* **Task item**: The answer must consist of every line from the entries that holds the word "field".

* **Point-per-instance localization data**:
▼
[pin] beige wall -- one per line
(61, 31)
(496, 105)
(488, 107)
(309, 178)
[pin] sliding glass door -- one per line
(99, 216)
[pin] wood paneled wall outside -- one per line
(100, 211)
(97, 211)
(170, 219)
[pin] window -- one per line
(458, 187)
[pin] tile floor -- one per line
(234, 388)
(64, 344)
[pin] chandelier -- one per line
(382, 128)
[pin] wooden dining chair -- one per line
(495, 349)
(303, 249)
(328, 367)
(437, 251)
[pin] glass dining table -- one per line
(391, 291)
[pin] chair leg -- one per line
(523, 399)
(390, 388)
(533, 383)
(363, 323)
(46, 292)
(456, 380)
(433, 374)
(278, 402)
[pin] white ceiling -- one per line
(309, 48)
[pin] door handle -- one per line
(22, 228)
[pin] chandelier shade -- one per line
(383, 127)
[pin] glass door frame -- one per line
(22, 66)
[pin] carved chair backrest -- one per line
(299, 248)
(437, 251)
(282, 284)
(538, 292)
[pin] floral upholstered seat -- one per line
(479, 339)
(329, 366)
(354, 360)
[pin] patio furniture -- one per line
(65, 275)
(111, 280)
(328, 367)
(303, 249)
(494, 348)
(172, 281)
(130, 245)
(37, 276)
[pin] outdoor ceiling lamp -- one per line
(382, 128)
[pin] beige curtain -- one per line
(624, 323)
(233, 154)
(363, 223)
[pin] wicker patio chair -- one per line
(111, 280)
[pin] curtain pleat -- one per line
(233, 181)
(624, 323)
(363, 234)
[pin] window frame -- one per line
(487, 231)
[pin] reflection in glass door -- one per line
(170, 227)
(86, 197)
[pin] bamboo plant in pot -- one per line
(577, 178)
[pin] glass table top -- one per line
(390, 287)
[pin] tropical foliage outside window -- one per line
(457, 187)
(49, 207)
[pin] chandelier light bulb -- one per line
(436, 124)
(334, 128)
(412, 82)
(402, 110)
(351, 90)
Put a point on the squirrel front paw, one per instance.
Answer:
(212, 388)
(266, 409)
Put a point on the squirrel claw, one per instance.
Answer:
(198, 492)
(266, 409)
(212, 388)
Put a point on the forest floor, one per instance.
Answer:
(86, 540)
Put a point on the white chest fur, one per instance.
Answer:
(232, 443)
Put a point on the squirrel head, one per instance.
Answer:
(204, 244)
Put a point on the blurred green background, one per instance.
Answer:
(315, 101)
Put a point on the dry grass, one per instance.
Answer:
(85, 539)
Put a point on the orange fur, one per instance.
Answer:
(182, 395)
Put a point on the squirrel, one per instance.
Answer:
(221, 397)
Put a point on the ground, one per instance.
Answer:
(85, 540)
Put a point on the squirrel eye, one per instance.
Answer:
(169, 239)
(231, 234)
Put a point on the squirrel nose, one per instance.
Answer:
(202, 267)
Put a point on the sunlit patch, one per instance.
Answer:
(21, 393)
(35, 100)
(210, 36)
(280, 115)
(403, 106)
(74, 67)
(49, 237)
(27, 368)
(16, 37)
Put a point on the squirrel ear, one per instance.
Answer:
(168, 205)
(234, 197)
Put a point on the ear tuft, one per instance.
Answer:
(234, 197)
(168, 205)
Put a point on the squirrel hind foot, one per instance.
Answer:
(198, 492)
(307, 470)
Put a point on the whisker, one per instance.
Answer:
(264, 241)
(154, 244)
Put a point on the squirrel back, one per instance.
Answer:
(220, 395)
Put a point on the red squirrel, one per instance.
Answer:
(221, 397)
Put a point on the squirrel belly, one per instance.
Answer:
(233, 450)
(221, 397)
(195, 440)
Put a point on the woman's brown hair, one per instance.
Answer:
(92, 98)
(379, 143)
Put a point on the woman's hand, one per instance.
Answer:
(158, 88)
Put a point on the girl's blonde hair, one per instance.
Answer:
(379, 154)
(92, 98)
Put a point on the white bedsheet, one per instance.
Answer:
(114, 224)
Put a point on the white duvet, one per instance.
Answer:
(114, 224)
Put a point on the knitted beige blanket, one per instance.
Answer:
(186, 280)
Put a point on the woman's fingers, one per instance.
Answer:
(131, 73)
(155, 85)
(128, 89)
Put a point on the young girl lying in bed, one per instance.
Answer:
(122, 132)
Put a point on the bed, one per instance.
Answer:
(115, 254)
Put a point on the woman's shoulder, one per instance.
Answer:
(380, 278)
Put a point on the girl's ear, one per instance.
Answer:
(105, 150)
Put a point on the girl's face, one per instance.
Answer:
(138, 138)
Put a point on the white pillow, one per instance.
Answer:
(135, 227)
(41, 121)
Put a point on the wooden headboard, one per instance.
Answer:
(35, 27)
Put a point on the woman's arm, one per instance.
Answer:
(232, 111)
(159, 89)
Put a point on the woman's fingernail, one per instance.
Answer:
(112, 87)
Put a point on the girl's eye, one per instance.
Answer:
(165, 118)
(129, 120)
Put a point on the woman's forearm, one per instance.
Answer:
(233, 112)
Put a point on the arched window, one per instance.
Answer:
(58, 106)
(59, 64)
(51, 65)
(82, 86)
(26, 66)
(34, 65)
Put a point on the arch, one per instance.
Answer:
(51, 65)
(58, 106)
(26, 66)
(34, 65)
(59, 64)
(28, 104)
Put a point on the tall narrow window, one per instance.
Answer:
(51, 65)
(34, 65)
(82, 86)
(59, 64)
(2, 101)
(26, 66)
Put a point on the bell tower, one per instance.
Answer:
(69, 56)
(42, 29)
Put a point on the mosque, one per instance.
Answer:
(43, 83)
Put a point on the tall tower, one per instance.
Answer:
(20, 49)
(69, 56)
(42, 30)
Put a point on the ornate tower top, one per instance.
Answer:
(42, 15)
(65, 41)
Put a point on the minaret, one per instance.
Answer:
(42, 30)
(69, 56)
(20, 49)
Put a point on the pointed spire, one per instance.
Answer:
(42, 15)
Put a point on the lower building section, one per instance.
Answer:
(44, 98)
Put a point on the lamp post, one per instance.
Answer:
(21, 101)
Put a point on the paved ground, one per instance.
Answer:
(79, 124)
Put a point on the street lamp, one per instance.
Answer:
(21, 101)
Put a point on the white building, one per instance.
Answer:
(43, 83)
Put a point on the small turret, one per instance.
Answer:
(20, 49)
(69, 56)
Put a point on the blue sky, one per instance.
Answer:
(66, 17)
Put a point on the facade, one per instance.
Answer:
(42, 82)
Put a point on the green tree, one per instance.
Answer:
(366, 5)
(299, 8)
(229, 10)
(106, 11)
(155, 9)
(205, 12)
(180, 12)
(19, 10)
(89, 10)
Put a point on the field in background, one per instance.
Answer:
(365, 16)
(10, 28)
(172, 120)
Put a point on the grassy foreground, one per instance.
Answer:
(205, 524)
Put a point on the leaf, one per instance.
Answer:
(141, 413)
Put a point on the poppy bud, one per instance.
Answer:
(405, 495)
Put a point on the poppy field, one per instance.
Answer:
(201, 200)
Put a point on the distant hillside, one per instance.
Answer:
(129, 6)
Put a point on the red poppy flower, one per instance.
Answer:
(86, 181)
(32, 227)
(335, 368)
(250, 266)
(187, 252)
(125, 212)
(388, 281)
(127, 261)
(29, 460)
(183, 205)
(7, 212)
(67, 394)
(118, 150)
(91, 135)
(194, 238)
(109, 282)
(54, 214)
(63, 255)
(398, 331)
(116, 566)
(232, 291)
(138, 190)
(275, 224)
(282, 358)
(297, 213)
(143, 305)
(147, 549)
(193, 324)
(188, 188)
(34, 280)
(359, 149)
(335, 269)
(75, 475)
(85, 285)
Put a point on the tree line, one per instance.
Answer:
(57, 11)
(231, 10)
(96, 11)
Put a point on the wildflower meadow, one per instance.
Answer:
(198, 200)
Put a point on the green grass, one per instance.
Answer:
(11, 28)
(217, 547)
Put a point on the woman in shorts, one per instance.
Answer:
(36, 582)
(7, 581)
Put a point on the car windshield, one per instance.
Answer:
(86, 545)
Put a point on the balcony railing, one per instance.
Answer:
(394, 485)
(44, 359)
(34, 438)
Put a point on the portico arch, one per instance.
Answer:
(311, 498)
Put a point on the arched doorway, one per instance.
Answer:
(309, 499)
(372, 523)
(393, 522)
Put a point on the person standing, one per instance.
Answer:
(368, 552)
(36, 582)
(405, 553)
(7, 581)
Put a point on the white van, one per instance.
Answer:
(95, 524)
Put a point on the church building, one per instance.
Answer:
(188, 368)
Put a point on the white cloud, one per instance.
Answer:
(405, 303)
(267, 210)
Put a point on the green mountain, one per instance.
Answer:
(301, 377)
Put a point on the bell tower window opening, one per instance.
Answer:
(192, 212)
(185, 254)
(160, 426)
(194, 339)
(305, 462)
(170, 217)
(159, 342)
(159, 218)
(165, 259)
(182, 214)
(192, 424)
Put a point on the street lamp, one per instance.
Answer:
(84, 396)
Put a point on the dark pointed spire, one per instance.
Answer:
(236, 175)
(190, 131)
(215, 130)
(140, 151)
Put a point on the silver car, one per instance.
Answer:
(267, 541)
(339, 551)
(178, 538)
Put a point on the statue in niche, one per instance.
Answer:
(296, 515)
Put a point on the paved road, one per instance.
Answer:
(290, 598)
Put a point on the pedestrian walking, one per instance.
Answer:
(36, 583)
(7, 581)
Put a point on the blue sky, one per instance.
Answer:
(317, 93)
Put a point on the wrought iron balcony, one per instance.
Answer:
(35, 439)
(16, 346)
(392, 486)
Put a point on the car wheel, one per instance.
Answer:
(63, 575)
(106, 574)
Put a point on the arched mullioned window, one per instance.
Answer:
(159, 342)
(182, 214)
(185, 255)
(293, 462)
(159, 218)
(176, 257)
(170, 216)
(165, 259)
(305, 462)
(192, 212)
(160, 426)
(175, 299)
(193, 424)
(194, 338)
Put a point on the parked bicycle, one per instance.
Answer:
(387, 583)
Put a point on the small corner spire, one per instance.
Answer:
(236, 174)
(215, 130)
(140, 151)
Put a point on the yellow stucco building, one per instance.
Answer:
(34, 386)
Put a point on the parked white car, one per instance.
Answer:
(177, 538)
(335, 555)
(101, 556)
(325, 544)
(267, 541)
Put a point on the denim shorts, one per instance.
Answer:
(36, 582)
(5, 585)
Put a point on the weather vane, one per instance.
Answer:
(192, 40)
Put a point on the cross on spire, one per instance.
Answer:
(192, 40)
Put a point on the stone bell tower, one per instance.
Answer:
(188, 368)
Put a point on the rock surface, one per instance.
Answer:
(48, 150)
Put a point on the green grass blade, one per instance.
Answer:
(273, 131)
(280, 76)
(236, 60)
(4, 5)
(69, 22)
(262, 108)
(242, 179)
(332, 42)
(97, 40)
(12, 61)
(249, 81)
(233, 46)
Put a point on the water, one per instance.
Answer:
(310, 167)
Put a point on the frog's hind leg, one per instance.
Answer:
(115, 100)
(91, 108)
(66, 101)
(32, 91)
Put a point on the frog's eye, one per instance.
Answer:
▲
* **Solution to the problem**:
Put a point on the field in background, one per instance.
Put a point on the poppy field, one per instance.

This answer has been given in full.